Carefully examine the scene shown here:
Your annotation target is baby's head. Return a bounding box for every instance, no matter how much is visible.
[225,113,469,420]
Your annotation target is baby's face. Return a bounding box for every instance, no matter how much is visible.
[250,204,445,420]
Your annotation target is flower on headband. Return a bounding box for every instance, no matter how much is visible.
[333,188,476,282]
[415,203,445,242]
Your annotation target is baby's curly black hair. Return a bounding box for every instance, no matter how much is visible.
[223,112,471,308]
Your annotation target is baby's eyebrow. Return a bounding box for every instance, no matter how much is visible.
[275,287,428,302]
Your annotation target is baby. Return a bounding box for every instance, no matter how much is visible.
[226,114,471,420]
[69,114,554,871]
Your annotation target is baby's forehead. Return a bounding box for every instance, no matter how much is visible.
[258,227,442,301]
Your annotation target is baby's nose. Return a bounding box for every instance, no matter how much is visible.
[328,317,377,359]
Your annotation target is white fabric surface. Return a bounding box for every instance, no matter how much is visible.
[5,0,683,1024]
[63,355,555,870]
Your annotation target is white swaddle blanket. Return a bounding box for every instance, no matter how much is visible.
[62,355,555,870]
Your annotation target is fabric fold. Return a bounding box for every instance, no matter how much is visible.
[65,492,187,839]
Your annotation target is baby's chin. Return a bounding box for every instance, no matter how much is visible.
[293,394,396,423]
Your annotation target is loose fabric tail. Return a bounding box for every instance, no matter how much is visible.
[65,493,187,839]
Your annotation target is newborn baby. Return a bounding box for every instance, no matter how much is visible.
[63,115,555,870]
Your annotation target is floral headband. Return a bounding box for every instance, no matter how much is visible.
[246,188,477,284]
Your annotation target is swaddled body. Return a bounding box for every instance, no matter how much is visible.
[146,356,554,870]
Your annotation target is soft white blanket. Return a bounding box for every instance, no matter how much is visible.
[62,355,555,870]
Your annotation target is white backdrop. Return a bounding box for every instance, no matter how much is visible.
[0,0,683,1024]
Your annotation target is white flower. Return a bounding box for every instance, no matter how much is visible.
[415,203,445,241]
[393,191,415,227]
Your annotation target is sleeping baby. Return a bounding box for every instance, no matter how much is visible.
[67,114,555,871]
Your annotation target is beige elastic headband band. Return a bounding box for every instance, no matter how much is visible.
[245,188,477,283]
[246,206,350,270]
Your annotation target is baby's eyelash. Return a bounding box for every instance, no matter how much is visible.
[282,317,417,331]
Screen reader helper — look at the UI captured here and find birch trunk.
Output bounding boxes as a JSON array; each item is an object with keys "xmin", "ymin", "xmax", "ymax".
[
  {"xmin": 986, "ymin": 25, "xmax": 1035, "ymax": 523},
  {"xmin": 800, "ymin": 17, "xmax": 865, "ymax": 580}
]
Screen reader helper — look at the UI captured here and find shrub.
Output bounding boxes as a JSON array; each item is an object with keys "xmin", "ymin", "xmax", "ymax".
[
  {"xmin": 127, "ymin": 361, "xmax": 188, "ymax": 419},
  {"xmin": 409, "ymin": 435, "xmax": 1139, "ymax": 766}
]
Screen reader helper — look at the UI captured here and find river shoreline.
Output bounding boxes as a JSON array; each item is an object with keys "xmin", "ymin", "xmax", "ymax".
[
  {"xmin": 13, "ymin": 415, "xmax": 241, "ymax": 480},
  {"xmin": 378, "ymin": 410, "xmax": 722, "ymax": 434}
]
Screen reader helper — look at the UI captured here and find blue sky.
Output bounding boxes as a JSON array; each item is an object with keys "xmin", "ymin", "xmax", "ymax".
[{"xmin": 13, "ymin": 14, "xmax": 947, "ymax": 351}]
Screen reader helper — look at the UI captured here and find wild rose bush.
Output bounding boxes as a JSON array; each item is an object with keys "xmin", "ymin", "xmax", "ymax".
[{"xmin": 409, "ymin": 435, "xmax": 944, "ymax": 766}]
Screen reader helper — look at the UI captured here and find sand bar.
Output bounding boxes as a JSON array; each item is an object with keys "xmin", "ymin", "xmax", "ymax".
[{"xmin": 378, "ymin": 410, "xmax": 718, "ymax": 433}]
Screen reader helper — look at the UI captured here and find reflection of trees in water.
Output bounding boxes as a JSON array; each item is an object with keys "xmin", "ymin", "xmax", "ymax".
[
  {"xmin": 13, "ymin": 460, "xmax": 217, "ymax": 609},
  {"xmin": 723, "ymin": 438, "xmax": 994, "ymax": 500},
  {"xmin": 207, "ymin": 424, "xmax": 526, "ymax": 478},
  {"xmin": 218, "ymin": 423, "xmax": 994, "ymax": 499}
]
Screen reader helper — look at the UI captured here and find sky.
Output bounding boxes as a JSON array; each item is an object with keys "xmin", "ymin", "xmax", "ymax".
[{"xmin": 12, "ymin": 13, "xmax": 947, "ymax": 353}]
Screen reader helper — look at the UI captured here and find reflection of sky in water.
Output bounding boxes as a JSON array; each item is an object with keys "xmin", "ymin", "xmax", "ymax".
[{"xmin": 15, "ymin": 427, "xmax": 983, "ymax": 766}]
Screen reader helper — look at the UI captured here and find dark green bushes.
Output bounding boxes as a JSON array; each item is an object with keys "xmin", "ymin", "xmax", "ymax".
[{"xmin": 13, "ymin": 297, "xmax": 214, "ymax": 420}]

____________

# Short problem:
Extract all of the data shown above and repeat it verbatim.

# Result of this exercise:
Carefully examine the scene shown here:
Your annotation target is baby's head. Return a bounding box for every instance, no matter how much is visible.
[225,113,469,420]
Your annotation target is baby's face. Return a bounding box for every instance, no matter how much is visible.
[250,204,445,420]
Your annotation target is flower on headband. Return a bounding box for every instance, no matter how much is visible.
[333,188,476,282]
[415,203,445,242]
Your annotation target is baby's curly black hair. Return a bounding box for every instance, no matter how much is visible.
[223,112,471,308]
Your annotation target is baby's eyebrow. Return a bounding box for every instance, no matter how much is visible.
[275,287,428,302]
Your annotation target is baby. Return a bounding box for every instance, no matter how much is visible.
[226,114,471,420]
[69,114,554,871]
Your annotation target is baby's forehead. Return a bounding box for every instance, no matter how much is visible.
[258,227,442,301]
Your annotation target is baby's nose. Return a bounding box for every instance, no matter how much is visible.
[328,317,377,359]
Your annotation target is white fabric surface. Return a bounding box for every instance, no matter how much is visible.
[5,0,683,1024]
[63,355,555,870]
Your annotation target is white swaddle blanket. Return a bounding box for every instance, no matter how much is visible.
[62,355,555,870]
Your annotation target is fabric fold. Return a bounding box for every instance, no matter how much is visible.
[65,492,187,839]
Your annotation target is baby's chin. Return a bounding box for every instance, no matter how much is visible.
[293,394,396,423]
Your annotation target is loose fabric tail. Return a bounding box for every instance, no matter how much is visible.
[65,493,187,839]
Your annotation target is newborn baby. Return a bounding box for every instance, no matter how much is visible.
[63,115,555,870]
Your annotation target is floral headband. Return a bounding box for every instance, no matter how much is visible.
[246,188,477,284]
Your annotation target is swaddled body. Return a bounding box for every instance, no matter how much is visible.
[146,356,554,870]
Your annotation target is soft white blanket. Return a bounding box for every instance, no matter how much is visible.
[62,355,555,870]
Your annotation target is white backdrop. Return a bounding box for every instance, no matter how much is visible.
[0,0,683,1024]
Your annotation target is white flower. Return a bounding box for every instance, no matter how much is visible.
[415,203,445,241]
[393,191,415,227]
Your annotation target is sleeping baby. Return a bounding box for every instance, no matter how much is visible.
[67,114,555,871]
Your annotation target is beige elastic headband band. Return a bounding box for every instance, no matter how much is visible.
[245,188,477,283]
[246,206,350,270]
Your annotation target is baby's eyelash. Return a bounding box for every instance, no matter how much is visible.
[282,317,417,331]
Screen reader helper — look at the UI captured here and find birch trunk.
Output bounding boxes as a JSON array; each item is an object with keys "xmin", "ymin", "xmax", "ymax".
[
  {"xmin": 986, "ymin": 25, "xmax": 1035, "ymax": 523},
  {"xmin": 800, "ymin": 17, "xmax": 865, "ymax": 580}
]
Screen reader helper — look at the UI captured here and find shrub.
Output bounding boxes as a JSON array; each item is an object with keys "xmin", "ymin", "xmax", "ymax".
[
  {"xmin": 127, "ymin": 361, "xmax": 188, "ymax": 419},
  {"xmin": 409, "ymin": 435, "xmax": 1139, "ymax": 766}
]
Screen reader helper — look at the UI captured here and find river shoreline.
Output bounding boxes as a JSON array; each item is an object with keys "xmin", "ymin", "xmax", "ymax".
[
  {"xmin": 13, "ymin": 415, "xmax": 241, "ymax": 480},
  {"xmin": 378, "ymin": 410, "xmax": 722, "ymax": 434}
]
Screen reader helper — look at the UI captured here and find blue sky.
Output bounding boxes as a JSON array; each item is an object with keys "xmin", "ymin", "xmax", "ymax".
[{"xmin": 13, "ymin": 14, "xmax": 947, "ymax": 351}]
Screen reader helper — look at the UI captured here and find wild rose bush.
Output bounding boxes as a JSON array; each item is an object with keys "xmin", "ymin", "xmax", "ymax".
[{"xmin": 409, "ymin": 435, "xmax": 944, "ymax": 766}]
Screen reader helper — look at the UI captured here and find sand bar.
Output bounding boxes as a JSON array; each item is an object with keys "xmin", "ymin", "xmax", "ymax".
[{"xmin": 378, "ymin": 410, "xmax": 718, "ymax": 433}]
Screen reader helper — look at the UI captured here and find reflection of trees in water.
Output bounding boxes as a JSON array; each item is an object with keys "xmin", "ymin", "xmax", "ymax".
[
  {"xmin": 13, "ymin": 460, "xmax": 217, "ymax": 609},
  {"xmin": 723, "ymin": 438, "xmax": 994, "ymax": 500},
  {"xmin": 207, "ymin": 424, "xmax": 526, "ymax": 478},
  {"xmin": 218, "ymin": 423, "xmax": 994, "ymax": 499}
]
Screen reader helper — look at the UI captured here and find sky.
Output bounding boxes as a JSON array; each item is an object with keys "xmin", "ymin", "xmax", "ymax".
[{"xmin": 12, "ymin": 13, "xmax": 947, "ymax": 353}]
Screen reader helper — look at the UI captured here and find reflection of sky in water.
Output bounding boxes as a JSON array; each item is an object with keys "xmin", "ymin", "xmax", "ymax".
[{"xmin": 15, "ymin": 427, "xmax": 983, "ymax": 766}]
Screen reader helper — look at the UI captured here and find dark green bushes.
Output bounding boxes as a JSON array; each item is an object with keys "xmin", "ymin", "xmax", "ymax".
[{"xmin": 13, "ymin": 297, "xmax": 214, "ymax": 420}]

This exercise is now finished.